■ **What to work on**
Look through the records below for the line holding "night sky in the photo above.". Write it out exactly, with each following line through the line holding "office building in the photo above.".

■ **Materials provided**

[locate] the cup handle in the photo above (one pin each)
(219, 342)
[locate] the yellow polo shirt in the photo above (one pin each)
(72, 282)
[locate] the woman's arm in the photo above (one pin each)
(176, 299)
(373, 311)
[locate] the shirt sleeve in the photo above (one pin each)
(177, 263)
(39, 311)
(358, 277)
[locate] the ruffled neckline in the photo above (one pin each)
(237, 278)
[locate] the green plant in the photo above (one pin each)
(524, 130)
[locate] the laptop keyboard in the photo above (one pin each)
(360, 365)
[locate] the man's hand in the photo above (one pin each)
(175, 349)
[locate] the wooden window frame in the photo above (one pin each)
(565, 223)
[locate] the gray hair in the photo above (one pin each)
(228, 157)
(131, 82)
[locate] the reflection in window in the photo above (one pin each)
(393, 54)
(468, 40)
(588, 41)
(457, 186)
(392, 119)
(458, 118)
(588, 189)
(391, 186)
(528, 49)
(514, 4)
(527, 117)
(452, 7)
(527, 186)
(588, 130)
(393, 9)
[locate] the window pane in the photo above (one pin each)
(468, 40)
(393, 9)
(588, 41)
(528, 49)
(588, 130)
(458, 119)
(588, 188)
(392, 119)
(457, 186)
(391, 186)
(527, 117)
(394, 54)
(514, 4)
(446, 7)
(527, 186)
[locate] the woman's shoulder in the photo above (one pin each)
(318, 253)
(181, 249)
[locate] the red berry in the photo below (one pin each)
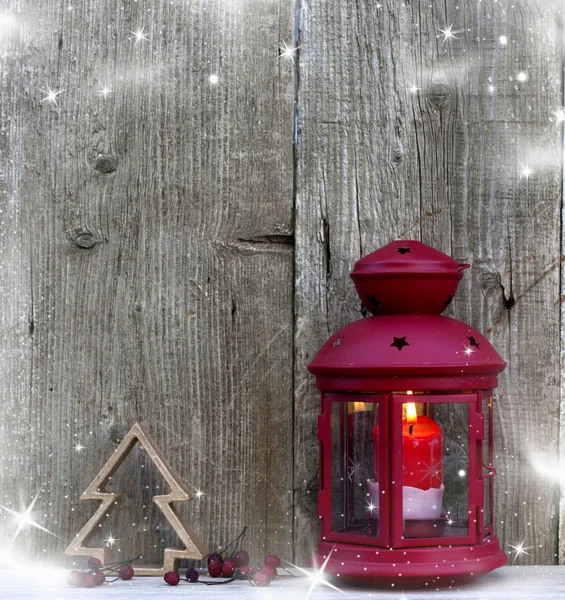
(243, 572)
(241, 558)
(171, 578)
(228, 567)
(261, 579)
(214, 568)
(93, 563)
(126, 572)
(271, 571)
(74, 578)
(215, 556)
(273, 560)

--

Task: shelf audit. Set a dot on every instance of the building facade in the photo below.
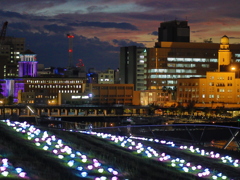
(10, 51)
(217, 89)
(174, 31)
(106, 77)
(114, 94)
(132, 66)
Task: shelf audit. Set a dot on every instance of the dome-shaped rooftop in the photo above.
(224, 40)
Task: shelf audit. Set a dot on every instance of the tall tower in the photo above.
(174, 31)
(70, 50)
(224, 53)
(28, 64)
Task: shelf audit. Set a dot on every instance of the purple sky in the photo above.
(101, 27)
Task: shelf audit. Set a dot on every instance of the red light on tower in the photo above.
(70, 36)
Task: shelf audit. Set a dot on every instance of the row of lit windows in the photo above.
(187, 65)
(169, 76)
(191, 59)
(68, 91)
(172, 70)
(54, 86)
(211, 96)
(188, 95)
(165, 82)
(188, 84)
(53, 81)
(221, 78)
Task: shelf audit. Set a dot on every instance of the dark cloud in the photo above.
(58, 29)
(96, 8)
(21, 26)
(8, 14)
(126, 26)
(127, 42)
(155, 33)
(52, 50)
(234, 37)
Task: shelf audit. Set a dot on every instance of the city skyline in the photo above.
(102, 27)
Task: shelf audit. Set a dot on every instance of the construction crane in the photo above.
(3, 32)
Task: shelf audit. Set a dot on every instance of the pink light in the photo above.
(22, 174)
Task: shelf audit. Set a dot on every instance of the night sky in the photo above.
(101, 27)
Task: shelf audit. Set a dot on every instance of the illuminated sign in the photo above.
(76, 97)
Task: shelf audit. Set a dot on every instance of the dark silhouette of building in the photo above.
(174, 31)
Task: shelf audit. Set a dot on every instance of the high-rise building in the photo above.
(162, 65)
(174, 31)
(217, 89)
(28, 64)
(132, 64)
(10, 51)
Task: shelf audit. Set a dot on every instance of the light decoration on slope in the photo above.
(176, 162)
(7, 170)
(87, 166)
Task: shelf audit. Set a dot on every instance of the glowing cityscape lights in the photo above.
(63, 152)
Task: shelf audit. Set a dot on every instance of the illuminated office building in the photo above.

■ **Answer below**
Task: shelf audit. Set a dot on every instance of the night sky in the photo above.
(101, 27)
Task: shelf audit. Set a dot on every instance of the illuminated sign in the photo above.
(76, 97)
Task: shelf audit. Set a dot on every instance of the dark silhouette of building in the photo above.
(174, 31)
Task: shelf audit. Set a dot on every instance of the high-rise building in the photo above.
(162, 65)
(174, 31)
(217, 89)
(28, 64)
(132, 64)
(10, 51)
Task: shelf audit. Set a dot on every instance of the light decoration on slope in the photo above.
(176, 162)
(7, 170)
(87, 166)
Task: shelf audit. Set a dot on every instance of the glowing cityscape lights in the photo above.
(63, 152)
Task: shelf audit. Set a dot on every instance of the illuminated office building in the photo above.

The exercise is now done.